TASK GOAL » Please reproduce verbatim the stretch of the data below from the line containing "Note: for each instance of the van wheel" through the line containing "point(311, 354)", including both of those lines.

(Data items)

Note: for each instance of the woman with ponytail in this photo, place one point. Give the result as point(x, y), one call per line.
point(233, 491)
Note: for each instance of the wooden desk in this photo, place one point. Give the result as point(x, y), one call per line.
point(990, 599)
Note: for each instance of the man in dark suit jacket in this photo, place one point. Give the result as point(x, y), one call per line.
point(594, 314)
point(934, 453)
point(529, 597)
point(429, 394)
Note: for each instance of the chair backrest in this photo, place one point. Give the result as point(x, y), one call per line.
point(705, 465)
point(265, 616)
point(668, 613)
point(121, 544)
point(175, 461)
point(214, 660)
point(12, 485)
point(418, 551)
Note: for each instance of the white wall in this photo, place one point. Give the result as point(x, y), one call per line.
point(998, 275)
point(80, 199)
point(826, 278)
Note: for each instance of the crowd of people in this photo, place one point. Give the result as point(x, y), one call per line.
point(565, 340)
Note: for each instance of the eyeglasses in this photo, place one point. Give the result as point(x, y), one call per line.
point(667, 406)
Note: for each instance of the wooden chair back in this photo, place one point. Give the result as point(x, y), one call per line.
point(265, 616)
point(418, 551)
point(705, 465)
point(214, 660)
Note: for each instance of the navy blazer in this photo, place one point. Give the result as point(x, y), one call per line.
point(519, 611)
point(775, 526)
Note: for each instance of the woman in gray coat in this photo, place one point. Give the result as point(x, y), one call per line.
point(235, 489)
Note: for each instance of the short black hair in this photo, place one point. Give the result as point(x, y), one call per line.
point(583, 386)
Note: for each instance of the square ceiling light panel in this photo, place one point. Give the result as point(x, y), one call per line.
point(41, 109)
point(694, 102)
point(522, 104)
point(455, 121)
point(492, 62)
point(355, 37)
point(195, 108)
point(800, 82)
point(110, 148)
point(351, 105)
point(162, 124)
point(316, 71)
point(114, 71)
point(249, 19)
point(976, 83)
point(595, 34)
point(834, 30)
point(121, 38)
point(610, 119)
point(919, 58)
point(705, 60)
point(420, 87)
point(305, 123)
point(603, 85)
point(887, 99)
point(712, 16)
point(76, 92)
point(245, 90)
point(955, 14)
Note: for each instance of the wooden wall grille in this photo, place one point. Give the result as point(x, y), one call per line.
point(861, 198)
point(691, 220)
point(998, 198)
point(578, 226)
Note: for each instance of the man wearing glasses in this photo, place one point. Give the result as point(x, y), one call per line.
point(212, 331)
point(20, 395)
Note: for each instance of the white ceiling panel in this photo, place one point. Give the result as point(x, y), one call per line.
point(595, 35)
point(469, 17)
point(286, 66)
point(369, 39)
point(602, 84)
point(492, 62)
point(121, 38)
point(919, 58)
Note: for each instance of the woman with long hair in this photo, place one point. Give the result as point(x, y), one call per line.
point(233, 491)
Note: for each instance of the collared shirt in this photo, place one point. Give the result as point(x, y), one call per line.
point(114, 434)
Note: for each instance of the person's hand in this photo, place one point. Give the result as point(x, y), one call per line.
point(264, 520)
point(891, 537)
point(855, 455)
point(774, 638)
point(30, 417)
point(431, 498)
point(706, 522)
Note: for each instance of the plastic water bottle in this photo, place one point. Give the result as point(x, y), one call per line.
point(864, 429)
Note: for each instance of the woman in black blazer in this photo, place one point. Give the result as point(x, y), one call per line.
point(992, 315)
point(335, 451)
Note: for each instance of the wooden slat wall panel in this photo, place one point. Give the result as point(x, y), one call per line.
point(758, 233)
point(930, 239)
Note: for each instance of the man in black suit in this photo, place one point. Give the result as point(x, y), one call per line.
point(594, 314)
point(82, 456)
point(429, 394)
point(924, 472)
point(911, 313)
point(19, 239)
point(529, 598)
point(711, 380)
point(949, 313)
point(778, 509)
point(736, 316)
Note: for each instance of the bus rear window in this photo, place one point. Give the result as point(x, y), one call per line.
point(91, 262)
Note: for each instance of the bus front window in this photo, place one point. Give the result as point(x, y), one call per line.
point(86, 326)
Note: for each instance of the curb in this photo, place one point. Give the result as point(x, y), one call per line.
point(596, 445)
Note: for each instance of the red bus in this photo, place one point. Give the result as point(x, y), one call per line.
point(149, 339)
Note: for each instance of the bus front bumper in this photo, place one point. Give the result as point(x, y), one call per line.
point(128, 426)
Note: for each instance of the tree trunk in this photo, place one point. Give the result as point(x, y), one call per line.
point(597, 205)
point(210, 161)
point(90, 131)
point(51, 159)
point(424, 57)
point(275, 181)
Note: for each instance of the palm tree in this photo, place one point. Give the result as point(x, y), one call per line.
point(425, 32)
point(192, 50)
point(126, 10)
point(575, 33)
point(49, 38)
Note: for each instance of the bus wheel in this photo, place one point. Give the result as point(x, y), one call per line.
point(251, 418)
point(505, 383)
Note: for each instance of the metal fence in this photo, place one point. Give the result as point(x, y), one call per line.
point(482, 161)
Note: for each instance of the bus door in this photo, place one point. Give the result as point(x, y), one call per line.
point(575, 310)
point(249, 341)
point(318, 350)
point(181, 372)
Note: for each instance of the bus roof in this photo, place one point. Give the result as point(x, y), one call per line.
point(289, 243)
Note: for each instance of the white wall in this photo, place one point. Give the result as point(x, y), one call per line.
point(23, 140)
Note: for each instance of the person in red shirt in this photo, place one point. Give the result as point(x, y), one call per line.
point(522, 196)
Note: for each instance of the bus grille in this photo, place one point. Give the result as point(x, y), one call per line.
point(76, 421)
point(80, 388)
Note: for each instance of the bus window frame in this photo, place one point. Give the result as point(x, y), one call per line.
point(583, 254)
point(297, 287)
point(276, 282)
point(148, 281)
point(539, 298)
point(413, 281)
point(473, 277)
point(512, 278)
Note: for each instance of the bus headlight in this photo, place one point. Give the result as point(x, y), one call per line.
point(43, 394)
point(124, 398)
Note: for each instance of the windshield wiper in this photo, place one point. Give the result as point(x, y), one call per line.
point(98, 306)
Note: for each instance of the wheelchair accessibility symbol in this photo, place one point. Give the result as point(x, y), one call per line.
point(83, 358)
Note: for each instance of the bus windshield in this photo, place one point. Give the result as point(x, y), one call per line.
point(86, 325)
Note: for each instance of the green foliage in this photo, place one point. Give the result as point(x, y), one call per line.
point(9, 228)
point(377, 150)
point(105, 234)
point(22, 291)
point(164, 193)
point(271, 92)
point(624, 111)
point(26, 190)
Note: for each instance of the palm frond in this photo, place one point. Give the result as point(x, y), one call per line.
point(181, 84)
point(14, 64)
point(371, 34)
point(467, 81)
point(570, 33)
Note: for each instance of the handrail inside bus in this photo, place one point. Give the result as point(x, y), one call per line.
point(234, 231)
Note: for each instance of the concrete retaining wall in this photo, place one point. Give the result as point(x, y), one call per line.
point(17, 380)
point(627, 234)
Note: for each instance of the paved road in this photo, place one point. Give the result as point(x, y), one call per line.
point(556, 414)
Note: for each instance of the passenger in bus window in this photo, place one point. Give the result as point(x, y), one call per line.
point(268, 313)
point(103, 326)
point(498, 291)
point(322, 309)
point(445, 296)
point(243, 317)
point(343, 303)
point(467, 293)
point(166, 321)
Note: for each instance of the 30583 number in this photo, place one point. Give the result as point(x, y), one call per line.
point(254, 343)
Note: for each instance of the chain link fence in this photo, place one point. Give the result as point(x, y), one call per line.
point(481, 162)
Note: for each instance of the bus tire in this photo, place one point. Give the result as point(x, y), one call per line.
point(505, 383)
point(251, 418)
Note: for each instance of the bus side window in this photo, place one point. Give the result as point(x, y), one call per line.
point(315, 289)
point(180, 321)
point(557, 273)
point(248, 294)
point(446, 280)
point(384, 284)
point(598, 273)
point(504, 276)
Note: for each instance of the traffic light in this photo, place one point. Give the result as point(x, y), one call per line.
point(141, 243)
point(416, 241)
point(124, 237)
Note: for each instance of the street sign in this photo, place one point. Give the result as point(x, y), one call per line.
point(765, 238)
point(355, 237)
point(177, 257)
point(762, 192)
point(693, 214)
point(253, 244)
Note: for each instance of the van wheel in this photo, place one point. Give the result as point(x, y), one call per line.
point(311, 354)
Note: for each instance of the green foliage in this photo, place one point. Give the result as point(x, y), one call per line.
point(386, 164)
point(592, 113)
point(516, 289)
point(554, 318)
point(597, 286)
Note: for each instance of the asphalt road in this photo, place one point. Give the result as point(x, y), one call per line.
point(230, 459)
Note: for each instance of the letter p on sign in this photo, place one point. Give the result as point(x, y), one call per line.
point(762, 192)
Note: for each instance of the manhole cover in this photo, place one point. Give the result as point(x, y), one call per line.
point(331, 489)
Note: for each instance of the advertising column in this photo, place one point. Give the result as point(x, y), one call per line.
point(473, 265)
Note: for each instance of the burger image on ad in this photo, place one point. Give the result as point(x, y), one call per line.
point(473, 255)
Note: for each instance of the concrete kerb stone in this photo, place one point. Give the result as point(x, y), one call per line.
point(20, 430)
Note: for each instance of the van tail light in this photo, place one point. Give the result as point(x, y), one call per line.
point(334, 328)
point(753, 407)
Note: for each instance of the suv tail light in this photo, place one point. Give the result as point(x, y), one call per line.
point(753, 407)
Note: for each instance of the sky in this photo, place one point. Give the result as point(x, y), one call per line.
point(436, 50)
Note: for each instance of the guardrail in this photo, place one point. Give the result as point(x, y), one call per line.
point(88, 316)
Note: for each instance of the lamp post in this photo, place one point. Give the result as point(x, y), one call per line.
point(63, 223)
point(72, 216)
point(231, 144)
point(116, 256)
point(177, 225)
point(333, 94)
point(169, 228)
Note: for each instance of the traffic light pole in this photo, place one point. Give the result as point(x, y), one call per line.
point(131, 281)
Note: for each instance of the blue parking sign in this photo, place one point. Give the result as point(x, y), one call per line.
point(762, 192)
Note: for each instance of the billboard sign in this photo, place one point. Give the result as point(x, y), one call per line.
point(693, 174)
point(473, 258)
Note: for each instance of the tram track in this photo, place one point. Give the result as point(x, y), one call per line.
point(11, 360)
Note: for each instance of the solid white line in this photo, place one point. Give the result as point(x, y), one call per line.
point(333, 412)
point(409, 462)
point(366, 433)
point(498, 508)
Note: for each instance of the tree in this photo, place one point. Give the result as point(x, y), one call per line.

REPLY TO THE TASK »
Note: for each instance of the van wheel in this photo, place one point. Give the result as point(x, y), one call per line.
point(311, 354)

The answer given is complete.